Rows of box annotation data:
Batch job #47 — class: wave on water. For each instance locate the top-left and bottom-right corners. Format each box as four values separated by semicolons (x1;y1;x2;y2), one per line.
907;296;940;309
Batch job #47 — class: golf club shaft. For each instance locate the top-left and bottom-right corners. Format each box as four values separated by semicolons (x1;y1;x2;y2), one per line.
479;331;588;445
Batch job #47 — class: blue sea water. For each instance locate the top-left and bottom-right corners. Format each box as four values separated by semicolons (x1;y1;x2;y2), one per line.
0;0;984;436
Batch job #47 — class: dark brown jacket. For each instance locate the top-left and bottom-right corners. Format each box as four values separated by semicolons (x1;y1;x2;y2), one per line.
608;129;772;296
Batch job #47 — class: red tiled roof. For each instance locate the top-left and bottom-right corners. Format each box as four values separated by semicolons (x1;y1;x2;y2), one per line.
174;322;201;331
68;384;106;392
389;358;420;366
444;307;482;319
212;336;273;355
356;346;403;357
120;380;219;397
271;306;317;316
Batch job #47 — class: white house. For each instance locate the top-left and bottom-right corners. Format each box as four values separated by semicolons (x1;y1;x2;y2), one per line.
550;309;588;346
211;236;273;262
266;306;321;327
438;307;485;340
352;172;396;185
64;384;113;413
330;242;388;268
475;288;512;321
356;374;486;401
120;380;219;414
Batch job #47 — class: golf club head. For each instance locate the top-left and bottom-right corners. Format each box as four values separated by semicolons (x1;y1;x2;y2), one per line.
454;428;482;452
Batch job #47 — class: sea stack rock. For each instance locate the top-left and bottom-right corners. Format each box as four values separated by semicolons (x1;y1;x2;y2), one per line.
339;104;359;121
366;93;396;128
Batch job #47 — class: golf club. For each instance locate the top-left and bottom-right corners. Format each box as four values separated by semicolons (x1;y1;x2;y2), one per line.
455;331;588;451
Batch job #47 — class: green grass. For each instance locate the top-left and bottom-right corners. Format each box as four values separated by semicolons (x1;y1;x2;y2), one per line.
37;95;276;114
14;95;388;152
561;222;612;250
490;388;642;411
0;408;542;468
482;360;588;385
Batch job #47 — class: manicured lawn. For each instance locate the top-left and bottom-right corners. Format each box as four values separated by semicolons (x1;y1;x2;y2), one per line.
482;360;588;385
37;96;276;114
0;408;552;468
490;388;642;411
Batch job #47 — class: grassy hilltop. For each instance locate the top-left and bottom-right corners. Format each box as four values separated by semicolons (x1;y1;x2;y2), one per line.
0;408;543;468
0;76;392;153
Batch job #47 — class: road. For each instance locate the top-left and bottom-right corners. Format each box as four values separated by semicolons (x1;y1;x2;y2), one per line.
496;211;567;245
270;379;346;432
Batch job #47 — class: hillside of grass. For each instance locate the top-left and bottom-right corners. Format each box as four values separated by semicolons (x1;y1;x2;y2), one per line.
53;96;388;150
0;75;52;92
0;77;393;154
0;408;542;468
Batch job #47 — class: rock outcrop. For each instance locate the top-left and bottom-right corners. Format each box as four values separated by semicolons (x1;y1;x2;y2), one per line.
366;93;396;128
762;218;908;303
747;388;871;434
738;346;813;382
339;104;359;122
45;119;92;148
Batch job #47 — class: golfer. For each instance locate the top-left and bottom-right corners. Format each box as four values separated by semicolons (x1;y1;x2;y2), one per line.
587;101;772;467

Instruction
Reproduce every line of the data above without any changes.

Result of the task
Batch job #47 — class: wave on water. For each instance locate the top-left and bottom-right corners. Format each box as four values separated by semicolons (x1;y1;x2;y2), one per line.
907;296;940;309
Batch job #47 — class: golf club shaft. For each instance locate the top-left and bottom-right corners. Format each box as four values separated by semicolons (x1;y1;x2;y2), one per line.
479;331;588;445
Batch job #47 — class: blue sea water. For each instance locate the top-left and bottom-right corners. Format each box as four values separated by semicolons (x1;y1;x2;y2), one per line.
0;0;984;436
Batch job #47 — class: dark brown jacket. For each instance locate the top-left and bottom-right corners. Format each box as four values separated by semicolons (x1;y1;x2;y2), one per line.
608;129;772;296
Batch job #47 — class: red tiled roof. For each instance locate the top-left and bottom-right corners. Format each box as four values separated by semicolons (x1;y1;x2;y2), one per line.
174;322;201;331
68;384;106;392
389;358;420;366
444;307;482;319
212;336;273;355
356;346;403;357
120;380;219;397
271;306;317;316
Batch job #47 — class: white house. For each instance locate the top-left and bottom-right corners. Format each box as four values separated by semicolons (x1;y1;x2;y2), one per line.
550;309;588;346
211;236;273;262
266;306;321;327
438;307;485;340
352;172;396;185
64;384;113;413
330;242;388;268
475;288;512;321
356;374;486;401
120;380;219;414
Batch job #47 — class: golf club head. For each instance locate the top-left and bottom-right corners. Format each box as four values separated by semicolons (x1;y1;x2;y2), one per line.
454;428;482;452
Batch job #47 — class: sea stack rock. For each instance locate the top-left and bottom-right corners. Format each box as four values separated by semicolons (x1;y1;x2;y2), one per line.
339;104;359;121
366;93;396;128
Batch job #47 — class: golf club. For each instance locate the top-left and bottom-right corners. Format each box as four values separated by semicolons (x1;y1;x2;y2), one per line.
455;331;588;451
Batch job #47 — class: green grass. For each instance locate the top-left and bottom-right corners. Format each box as four values separated by semicolons (x1;y1;x2;y2), one per line.
37;95;276;114
14;95;388;152
561;222;612;250
490;388;642;411
0;408;542;468
482;360;588;385
Batch job #47 — class: manicured lawn. For each instance locate the top-left and bottom-right corners. Format each box as four values separated by semicolons (x1;y1;x2;y2), one per line.
482;360;588;385
37;96;276;114
0;408;552;468
490;388;642;411
Batch job #47 — class: grassy hilltop. For each instance locate the top-left and bottom-right corners. Format each box as four values separated by semicolons (x1;y1;x2;y2), one per line.
0;408;543;468
0;76;392;153
Batch job #47 — class: road. For each instance locate the top-left and bottom-right corners. Format each box as four values separated by semicolons (x1;y1;x2;y2), one per line.
496;211;567;245
270;379;346;432
Batch job #47 — class: hillside of grass. For each instance locate the top-left and bottom-right corners. Format each box as four values separated by semicolons (x1;y1;x2;y2), one per line.
53;96;388;150
0;75;52;92
0;77;393;154
0;408;542;468
Batch job #47 — class: rock outcrop. For each instance locate the top-left and bottom-right corners. Format each box as four values separated by semicolons (x1;y1;x2;y2), one per line.
366;93;396;128
762;218;908;303
747;388;871;434
738;346;813;382
339;104;359;122
45;119;92;148
Batch job #47 — class: golfer. For each instance locate the top-left and bottom-right corners. Format each box as four values separated by semicolons (x1;y1;x2;y2), one per line.
587;101;772;467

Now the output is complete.